2010年のサッカーワールドカップ(W杯)南アフリカ大会開催から、はや10年がたった。先日、現地で取材した日刊スポーツの記者4人でオンライン座談会を開いた。ビールを片手にパソコン画面を通じて、当時の思い出話に花を咲かせた。

座談会を機に、押し入れに眠っていた「ブブゼラ」を取り出し、吹いてみた。吹き方を忘れてなかなか音が出ない。しばらく格闘すると「ブオーッ!!」という何とも懐かしい音が部屋中に響いた。脳裏に南アフリカの風景が浮かんだ。

南アフリカのソウェトで子どもたちとサッカーを通じて触れ合った
南アフリカのソウェトで子どもたちとサッカーを通じて触れ合った

■マンデラが描いた理想

日本代表戦を含めた20数試合を現地で取材した。世界トップレベルの試合に見入り、ミックスゾーンでは世界一流選手たちの素顔に触れた。何ともぜいたくなサッカー三昧の日々。人生において、これだけ濃密な経験はもうないかもしれない。
-----
• **課題 a**: リストの冒頭から「M 15 162 L 24」を含む行までを、両端の行も含めて一字一句そのまま書き写しなさい。

• **演習用リスト**:
-----
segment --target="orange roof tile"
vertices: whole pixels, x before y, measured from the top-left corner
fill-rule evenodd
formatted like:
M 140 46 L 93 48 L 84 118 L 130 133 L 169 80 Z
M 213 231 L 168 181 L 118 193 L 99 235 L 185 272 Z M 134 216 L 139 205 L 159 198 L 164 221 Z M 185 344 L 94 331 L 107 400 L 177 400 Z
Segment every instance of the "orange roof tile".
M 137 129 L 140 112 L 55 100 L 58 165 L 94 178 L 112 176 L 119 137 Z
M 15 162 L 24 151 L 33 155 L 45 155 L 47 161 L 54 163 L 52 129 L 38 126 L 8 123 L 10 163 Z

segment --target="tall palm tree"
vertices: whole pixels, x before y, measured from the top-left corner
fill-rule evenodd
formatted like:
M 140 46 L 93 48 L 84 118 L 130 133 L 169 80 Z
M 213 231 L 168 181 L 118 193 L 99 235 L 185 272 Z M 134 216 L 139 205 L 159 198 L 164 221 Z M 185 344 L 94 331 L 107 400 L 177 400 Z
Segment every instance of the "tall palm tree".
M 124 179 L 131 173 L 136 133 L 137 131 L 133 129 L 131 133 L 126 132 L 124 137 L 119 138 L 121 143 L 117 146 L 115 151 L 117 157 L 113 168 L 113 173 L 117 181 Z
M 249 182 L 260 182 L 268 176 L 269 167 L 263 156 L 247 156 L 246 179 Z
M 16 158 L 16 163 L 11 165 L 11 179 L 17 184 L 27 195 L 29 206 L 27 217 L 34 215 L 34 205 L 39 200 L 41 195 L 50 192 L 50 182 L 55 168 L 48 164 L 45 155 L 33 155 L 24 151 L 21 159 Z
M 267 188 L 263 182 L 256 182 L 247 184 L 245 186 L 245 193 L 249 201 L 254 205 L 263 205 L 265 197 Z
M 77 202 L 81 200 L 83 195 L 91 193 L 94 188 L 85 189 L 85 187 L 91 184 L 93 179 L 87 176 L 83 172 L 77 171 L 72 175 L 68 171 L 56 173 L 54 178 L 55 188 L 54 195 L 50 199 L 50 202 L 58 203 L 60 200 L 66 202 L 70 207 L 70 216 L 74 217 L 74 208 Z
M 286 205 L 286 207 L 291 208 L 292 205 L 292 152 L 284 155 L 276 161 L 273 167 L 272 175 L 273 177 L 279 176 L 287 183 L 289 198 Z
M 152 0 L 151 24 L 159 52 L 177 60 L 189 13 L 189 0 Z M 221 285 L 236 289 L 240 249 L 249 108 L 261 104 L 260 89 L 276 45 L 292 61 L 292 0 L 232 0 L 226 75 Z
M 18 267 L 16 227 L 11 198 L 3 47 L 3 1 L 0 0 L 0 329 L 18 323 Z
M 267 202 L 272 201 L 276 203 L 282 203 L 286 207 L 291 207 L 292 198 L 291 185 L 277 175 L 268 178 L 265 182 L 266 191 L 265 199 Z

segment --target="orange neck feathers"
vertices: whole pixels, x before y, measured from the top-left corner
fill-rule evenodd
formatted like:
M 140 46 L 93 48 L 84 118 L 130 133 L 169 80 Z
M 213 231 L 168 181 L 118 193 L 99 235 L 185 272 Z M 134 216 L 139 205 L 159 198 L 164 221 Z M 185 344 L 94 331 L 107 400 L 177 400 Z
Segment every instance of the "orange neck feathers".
-----
• **課題 b**: 南アフリカW杯の取材を振り返る抜粋を、全文そのまま引用しなさい。

• **正解 a**:
segment --target="orange roof tile"
vertices: whole pixels, x before y, measured from the top-left corner
fill-rule evenodd
formatted like:
M 140 46 L 93 48 L 84 118 L 130 133 L 169 80 Z
M 213 231 L 168 181 L 118 193 L 99 235 L 185 272 Z M 134 216 L 139 205 L 159 198 L 164 221 Z M 185 344 L 94 331 L 107 400 L 177 400 Z
Segment every instance of the "orange roof tile".
M 137 129 L 140 112 L 55 100 L 58 165 L 94 178 L 112 176 L 119 137 Z
M 15 162 L 24 151 L 33 155 L 45 155 L 47 161 L 54 163 L 52 129 L 38 126 L 8 123 L 10 163 Z

• **正解 b**:
2010年のサッカーワールドカップ(W杯)南アフリカ大会開催から、はや10年がたった。先日、現地で取材した日刊スポーツの記者4人でオンライン座談会を開いた。ビールを片手にパソコン画面を通じて、当時の思い出話に花を咲かせた。

座談会を機に、押し入れに眠っていた「ブブゼラ」を取り出し、吹いてみた。吹き方を忘れてなかなか音が出ない。しばらく格闘すると「ブオーッ!!」という何とも懐かしい音が部屋中に響いた。脳裏に南アフリカの風景が浮かんだ。

南アフリカのソウェトで子どもたちとサッカーを通じて触れ合った
南アフリカのソウェトで子どもたちとサッカーを通じて触れ合った

■マンデラが描いた理想

日本代表戦を含めた20数試合を現地で取材した。世界トップレベルの試合に見入り、ミックスゾーンでは世界一流選手たちの素顔に触れた。何ともぜいたくなサッカー三昧の日々。人生において、これだけ濃密な経験はもうないかもしれない。